SHORT TASK: Write out the data below exactly as given, without any of its pictures.

── MATERIAL FOR THIS TASK

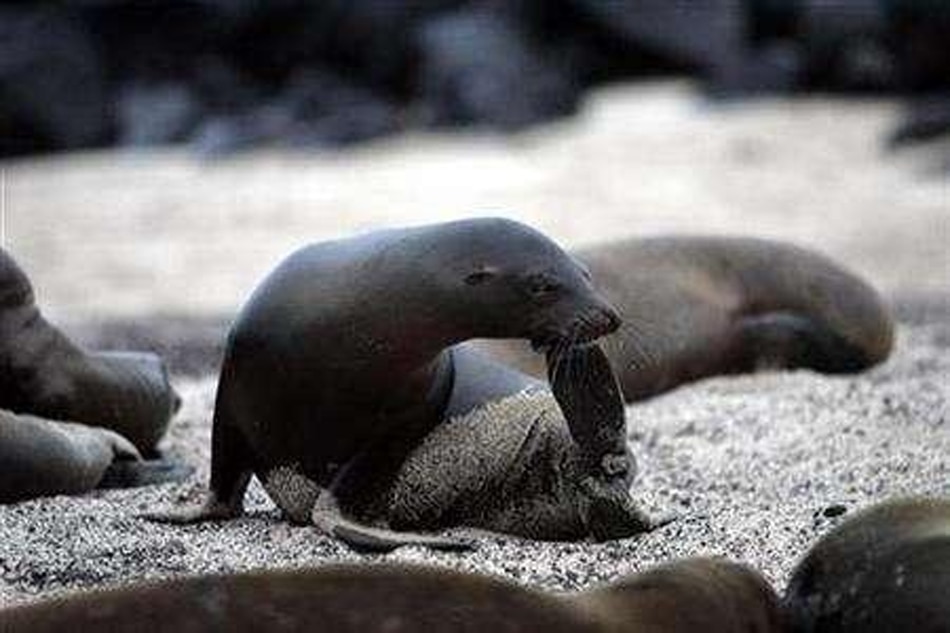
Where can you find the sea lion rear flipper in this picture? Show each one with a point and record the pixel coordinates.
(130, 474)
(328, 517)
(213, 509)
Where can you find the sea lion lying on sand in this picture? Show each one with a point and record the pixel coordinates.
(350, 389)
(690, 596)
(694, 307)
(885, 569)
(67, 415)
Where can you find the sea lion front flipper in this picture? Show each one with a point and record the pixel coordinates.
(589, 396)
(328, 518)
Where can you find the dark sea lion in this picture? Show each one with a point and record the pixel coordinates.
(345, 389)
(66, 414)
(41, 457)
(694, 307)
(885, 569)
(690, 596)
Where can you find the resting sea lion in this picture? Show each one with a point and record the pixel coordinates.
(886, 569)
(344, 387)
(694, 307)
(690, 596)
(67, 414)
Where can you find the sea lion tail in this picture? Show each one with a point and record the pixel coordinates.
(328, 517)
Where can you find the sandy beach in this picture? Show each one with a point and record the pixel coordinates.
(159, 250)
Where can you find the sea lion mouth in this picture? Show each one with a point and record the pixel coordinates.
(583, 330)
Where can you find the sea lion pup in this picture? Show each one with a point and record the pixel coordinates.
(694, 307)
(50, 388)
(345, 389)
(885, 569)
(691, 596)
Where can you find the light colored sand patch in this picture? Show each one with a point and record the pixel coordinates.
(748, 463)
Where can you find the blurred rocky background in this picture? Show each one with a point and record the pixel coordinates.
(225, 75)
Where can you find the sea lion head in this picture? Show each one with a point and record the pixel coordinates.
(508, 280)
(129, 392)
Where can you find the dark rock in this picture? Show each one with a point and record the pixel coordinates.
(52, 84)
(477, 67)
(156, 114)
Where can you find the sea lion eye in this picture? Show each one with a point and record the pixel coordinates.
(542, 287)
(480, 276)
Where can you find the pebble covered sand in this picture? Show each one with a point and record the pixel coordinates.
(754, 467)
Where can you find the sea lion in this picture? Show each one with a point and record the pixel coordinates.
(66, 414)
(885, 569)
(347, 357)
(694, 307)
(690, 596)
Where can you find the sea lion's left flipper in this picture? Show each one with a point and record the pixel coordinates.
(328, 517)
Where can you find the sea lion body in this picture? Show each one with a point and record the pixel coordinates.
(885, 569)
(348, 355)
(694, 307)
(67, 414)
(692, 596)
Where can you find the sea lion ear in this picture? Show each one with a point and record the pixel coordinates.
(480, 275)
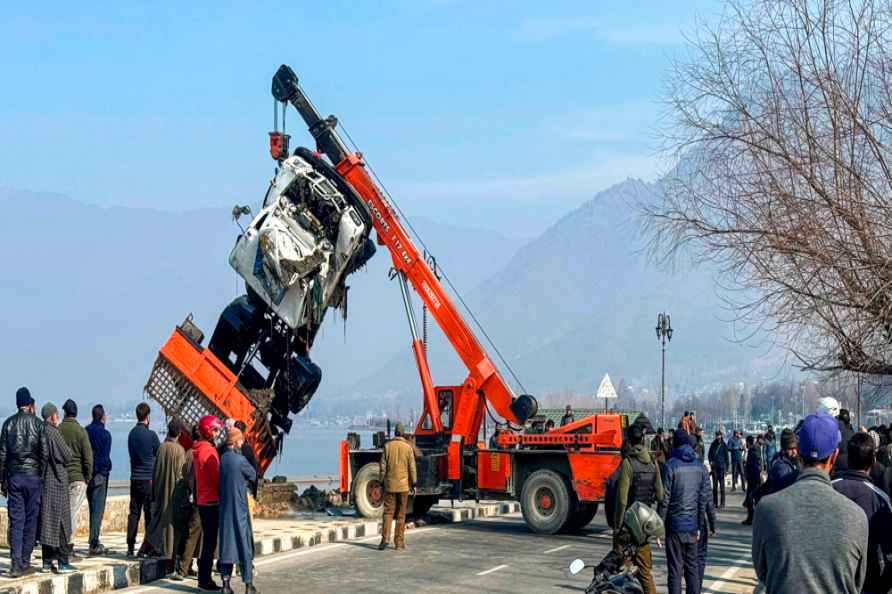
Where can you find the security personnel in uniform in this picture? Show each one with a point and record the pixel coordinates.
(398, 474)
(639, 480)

────

SOLUTION FOR THIS EXERCISE:
Where can you find the sea lion rear flipper in this picture? Show each one with a point and record the pixel coordinates.
(130, 474)
(328, 517)
(213, 509)
Where can you find the sea lion lying on sand in this picture? Show each one with a point and record the pixel coordinates.
(350, 389)
(690, 596)
(694, 307)
(885, 569)
(67, 415)
Where can you find the sea lion front flipper in this picture? Show each one with a point and record the pixel coordinates.
(589, 396)
(328, 518)
Where can you find the dark sea lion in this picture? Show each one with a point and record the pixel coordinates.
(345, 389)
(66, 414)
(41, 457)
(694, 307)
(885, 569)
(690, 596)
Where can you find the resting sea lion in this picture? Show each one with a point and record the pixel coordinates.
(886, 569)
(344, 387)
(694, 307)
(690, 596)
(67, 414)
Where can you find the sea lion tail in this picture? Show each one with a point and record the pixel coordinates.
(328, 517)
Where can you find the sandy beach in this picture? Show each one with a point and record the pixel coordinates.
(159, 250)
Where can you find the sea lion mouth in this picture? Show each one with a point and record the pixel coordinates.
(583, 330)
Where can you find the sea lion pup in this picture? Show each one with a point and record the pixel coordinates.
(694, 307)
(50, 388)
(345, 389)
(885, 569)
(691, 596)
Where can you find the light colored sand patch in this picture? Show each one with a point and record the pixel coordinates.
(748, 463)
Where can you find the blurred rocky background in this picture? Show each one with a point and record the pixel coordinates.
(225, 75)
Where can you find the sea lion head in this picture? Show each one with a point and record the pixel coordinates.
(508, 280)
(129, 392)
Where can you find the dark rock in this picture? Show each one with a point and record the pixel coordinates.
(52, 84)
(477, 67)
(156, 114)
Where can you find the sea lion eye in this picture? Show each one with a point and record the pixel coordinates.
(542, 287)
(480, 276)
Where can you find the pebble covered sand in this picture? Show each one with a point and record the pixel coordinates.
(754, 467)
Where can you find the sea lion in this picture? Show each one with a point and record the pixel coordinates.
(66, 414)
(885, 569)
(347, 357)
(694, 307)
(690, 596)
Where can you find the sea lion's left flipper in this picture? Show each one with a point and record the pixel coordinates.
(328, 517)
Where can you find the sea lion body in this picture? Show each one with a point and record the pixel coordinates.
(885, 569)
(348, 355)
(694, 307)
(67, 414)
(692, 596)
Where can you find the sea lion ear in this picture? Show each one with a point and record the pixel coordinates.
(480, 275)
Where can you find the security personnel in uniform in this picture? Show each one with a point and record the pixel coordinates.
(398, 474)
(639, 480)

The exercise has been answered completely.